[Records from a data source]
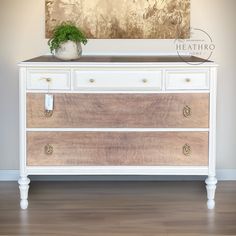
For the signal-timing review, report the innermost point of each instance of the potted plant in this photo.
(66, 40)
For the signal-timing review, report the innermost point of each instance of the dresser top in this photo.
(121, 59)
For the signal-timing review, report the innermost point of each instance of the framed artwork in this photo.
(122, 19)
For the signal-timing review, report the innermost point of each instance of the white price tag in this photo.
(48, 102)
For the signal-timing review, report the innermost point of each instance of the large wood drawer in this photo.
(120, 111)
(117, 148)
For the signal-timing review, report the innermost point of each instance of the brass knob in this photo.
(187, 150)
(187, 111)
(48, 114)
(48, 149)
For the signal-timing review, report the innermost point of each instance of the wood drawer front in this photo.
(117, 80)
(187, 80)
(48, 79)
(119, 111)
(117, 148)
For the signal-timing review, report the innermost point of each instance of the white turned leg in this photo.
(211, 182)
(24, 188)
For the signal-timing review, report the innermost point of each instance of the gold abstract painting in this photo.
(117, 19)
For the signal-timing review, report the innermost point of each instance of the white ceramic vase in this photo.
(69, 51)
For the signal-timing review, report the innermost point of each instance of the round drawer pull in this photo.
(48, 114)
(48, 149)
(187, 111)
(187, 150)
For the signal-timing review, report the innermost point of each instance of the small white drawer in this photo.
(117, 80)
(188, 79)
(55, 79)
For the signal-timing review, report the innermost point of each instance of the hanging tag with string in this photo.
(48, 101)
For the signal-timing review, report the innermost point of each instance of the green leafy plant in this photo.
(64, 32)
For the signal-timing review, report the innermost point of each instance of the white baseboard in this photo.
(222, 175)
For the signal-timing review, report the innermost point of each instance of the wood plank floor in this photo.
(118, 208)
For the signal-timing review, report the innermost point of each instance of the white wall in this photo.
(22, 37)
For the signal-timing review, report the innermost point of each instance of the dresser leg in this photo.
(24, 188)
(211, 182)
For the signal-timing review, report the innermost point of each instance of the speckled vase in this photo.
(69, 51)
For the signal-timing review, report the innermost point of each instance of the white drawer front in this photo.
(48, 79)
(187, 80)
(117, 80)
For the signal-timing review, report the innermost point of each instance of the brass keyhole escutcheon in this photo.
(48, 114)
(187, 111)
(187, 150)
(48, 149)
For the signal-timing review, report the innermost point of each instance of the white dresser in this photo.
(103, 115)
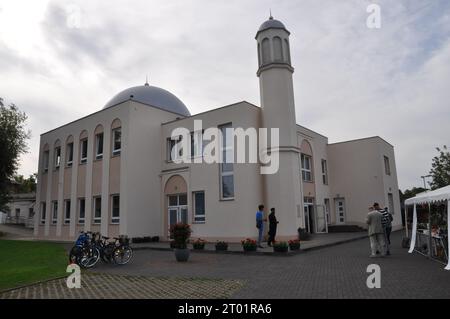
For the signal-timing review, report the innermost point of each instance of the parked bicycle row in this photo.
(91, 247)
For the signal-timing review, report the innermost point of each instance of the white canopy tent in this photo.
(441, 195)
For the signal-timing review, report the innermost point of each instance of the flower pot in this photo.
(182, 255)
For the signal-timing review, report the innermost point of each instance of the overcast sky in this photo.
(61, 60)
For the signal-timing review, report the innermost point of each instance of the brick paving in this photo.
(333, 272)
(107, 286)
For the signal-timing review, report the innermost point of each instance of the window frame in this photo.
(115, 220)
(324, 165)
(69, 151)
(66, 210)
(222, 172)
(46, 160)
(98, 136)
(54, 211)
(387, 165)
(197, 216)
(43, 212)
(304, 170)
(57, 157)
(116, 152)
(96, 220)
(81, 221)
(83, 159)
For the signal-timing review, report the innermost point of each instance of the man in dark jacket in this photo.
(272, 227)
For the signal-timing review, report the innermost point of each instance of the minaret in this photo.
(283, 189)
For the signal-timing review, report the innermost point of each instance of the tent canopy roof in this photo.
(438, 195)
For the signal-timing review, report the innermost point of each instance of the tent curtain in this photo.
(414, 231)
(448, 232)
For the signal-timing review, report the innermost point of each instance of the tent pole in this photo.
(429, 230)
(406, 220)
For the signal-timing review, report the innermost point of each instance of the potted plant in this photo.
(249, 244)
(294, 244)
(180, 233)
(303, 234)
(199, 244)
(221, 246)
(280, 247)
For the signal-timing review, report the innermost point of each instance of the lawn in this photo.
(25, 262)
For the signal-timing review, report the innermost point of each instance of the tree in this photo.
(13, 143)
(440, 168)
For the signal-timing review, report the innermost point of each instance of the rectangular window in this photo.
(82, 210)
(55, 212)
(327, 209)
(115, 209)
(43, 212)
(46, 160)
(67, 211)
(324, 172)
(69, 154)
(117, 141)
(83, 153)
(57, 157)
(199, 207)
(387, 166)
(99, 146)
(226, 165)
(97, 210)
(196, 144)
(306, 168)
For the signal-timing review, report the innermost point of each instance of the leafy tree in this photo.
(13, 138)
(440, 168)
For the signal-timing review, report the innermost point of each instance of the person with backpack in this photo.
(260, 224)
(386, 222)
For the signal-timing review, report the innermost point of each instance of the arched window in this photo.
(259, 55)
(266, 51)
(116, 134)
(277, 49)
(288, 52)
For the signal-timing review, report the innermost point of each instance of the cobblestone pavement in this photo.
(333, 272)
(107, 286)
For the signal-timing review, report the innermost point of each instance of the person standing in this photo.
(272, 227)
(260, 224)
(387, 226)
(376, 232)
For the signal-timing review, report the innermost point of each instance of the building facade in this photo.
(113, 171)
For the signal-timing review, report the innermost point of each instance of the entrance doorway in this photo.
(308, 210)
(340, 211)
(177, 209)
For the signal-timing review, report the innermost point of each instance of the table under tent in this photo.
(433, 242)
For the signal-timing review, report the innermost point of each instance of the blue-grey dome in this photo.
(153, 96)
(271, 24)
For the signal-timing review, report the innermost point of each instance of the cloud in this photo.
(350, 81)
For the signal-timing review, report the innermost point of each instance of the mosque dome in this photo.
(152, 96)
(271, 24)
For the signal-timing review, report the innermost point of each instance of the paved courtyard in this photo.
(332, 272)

**Exercise task**
Write the listing above out again exactly, dropping each image.

**Full response**
For the signal-timing review, report the innermost point of each instance of the potted plant in this photo.
(66, 40)
For the signal-timing review, report the innermost point of each instance of the dresser top in this photo.
(121, 59)
For the signal-timing review, report the innermost point of each instance of the framed artwork in this photo.
(122, 19)
For the signal-timing review, report the innermost point of each instance of the white price tag in this photo.
(48, 102)
For the signal-timing review, report the innermost point of each instance of the large wood drawer in this photo.
(120, 111)
(117, 148)
For the signal-timing review, report the innermost point of each instance of the brass knob in this photo.
(187, 150)
(187, 111)
(48, 114)
(48, 149)
For the signal-timing review, report the innermost point of each instance of the wood drawer front in this photo.
(117, 80)
(187, 80)
(48, 79)
(119, 111)
(117, 148)
For the signal-timing review, report the innermost point of each instance of the white turned leg in this photo.
(211, 182)
(24, 188)
For the signal-timing review, report the innermost point of each instance of the gold abstract painting in this photo.
(117, 19)
For the signal-timing review, report the innermost point of each instance of the white ceramic vase in this photo.
(69, 51)
For the signal-timing review, report the innermost point of each instance of the round drawer pull in this photo.
(48, 114)
(48, 149)
(187, 111)
(187, 150)
For the signal-timing review, report the innermost point of each instance of the small white drawer in this photo.
(117, 80)
(188, 79)
(55, 79)
For the signal-timing review, report the innermost point of each instance of the hanging tag with string in this photo.
(48, 101)
For the signal-timing review, report the innermost point of each instance of the green leafy plant in this photo.
(64, 32)
For the signal-timing review, report the innermost point of each instance of the white baseboard in this photo.
(222, 175)
For the signal-timing review, report the innermost point of each instance of the wood plank floor in this photo.
(118, 208)
For the signal-timing review, report the innermost point of each instance of the white wall in this photo.
(22, 37)
For the signal-timing review, report the innermost point of each instance of the dresser leg in this photo.
(24, 188)
(211, 182)
For the signal-timing review, report the innermost point of each instance of the speckled vase in this photo.
(69, 51)
For the signal-timing review, report the innermost point of each instance of the white drawer front in this photo.
(48, 79)
(187, 80)
(117, 80)
For the signal-timing review, report the innermost point of each instance of the brass keyhole escutcheon in this photo.
(48, 114)
(187, 111)
(187, 150)
(48, 149)
For the signal-timing review, report the innermost point of each instance of the white dresser in this photo.
(103, 115)
For the signal-timing review, report the innermost point of each instance of the parked bicycle row in this photo.
(91, 247)
For the signal-timing review, report the innermost point of each instance of the white canopy tent in this photo.
(441, 195)
For the signal-timing review, report the innermost point of each instance of the flower pot in this photo.
(182, 255)
For the signal-timing review, report the innermost point of each instance of the overcast sky in this photo.
(61, 60)
For the signal-timing review, report the innermost point of each instance of the brick paving in this photo.
(333, 272)
(107, 286)
For the signal-timing review, report the innermost point of each instance of the window frame in this photo.
(115, 220)
(324, 165)
(69, 151)
(66, 210)
(222, 172)
(46, 160)
(98, 136)
(54, 211)
(387, 165)
(197, 216)
(43, 212)
(304, 170)
(57, 157)
(116, 152)
(96, 220)
(81, 221)
(83, 159)
For the signal-timing review, report the innermost point of each instance of the man in dark jacket in this photo.
(272, 227)
For the signal-timing review, report the innermost point of each instance of the minaret in this photo.
(283, 189)
For the signal-timing review, report the innermost point of each instance of the tent canopy roof in this photo.
(438, 195)
For the signal-timing review, report the innermost point of each instance of the tent curtain in this photo.
(414, 231)
(448, 232)
For the signal-timing review, report the innermost point of each instance of the tent pole in this photo.
(429, 230)
(406, 220)
For the signal-timing review, report the innermost point of each instance of the potted plant in this photo.
(249, 244)
(294, 244)
(180, 233)
(303, 234)
(199, 244)
(221, 246)
(280, 247)
For the signal-timing review, report the innermost point of each instance of the lawn in this photo.
(25, 262)
For the signal-timing review, report the innermost point of each instance of the tree in this photo.
(13, 143)
(440, 168)
For the signal-timing review, report the innermost point of each instance of the rectangular window in this photo.
(82, 210)
(55, 212)
(327, 209)
(115, 209)
(43, 212)
(46, 160)
(67, 211)
(324, 172)
(69, 154)
(117, 141)
(83, 153)
(57, 157)
(199, 207)
(387, 166)
(99, 146)
(226, 165)
(97, 210)
(196, 144)
(306, 168)
For the signal-timing review, report the innermost point of each instance of the leafy tree in this photo.
(13, 138)
(440, 168)
For the signal-timing review, report the innermost point of each instance of the person with backpack in this photo.
(260, 224)
(386, 222)
For the signal-timing review, report the innermost point of each instance of the arched window in this photo.
(259, 55)
(266, 51)
(116, 134)
(277, 49)
(288, 52)
For the signal-timing review, report the innermost point of each instance of the cobblestone pavement in this photo.
(333, 272)
(107, 286)
For the signal-timing review, report the innermost point of each instance of the person standing in this photo.
(272, 227)
(260, 224)
(387, 226)
(376, 232)
For the signal-timing review, report the innermost point of each instance of the building facade in this photo.
(113, 171)
For the signal-timing review, report the innermost point of each instance of the entrance doorway in this photo.
(308, 210)
(340, 211)
(177, 209)
For the signal-timing review, report the innermost point of each instance of the table under tent in this photo.
(433, 242)
For the signal-timing review, report the innermost point of each instance of the blue-grey dome in this photo.
(153, 96)
(271, 24)
For the signal-timing review, report the innermost point of each instance of the cloud in this photo.
(350, 81)
For the signal-timing review, report the innermost point of each instance of the mosque dome in this photo.
(152, 96)
(271, 24)
For the signal-timing review, report the innermost point of each instance of the paved courtyard in this photo.
(332, 272)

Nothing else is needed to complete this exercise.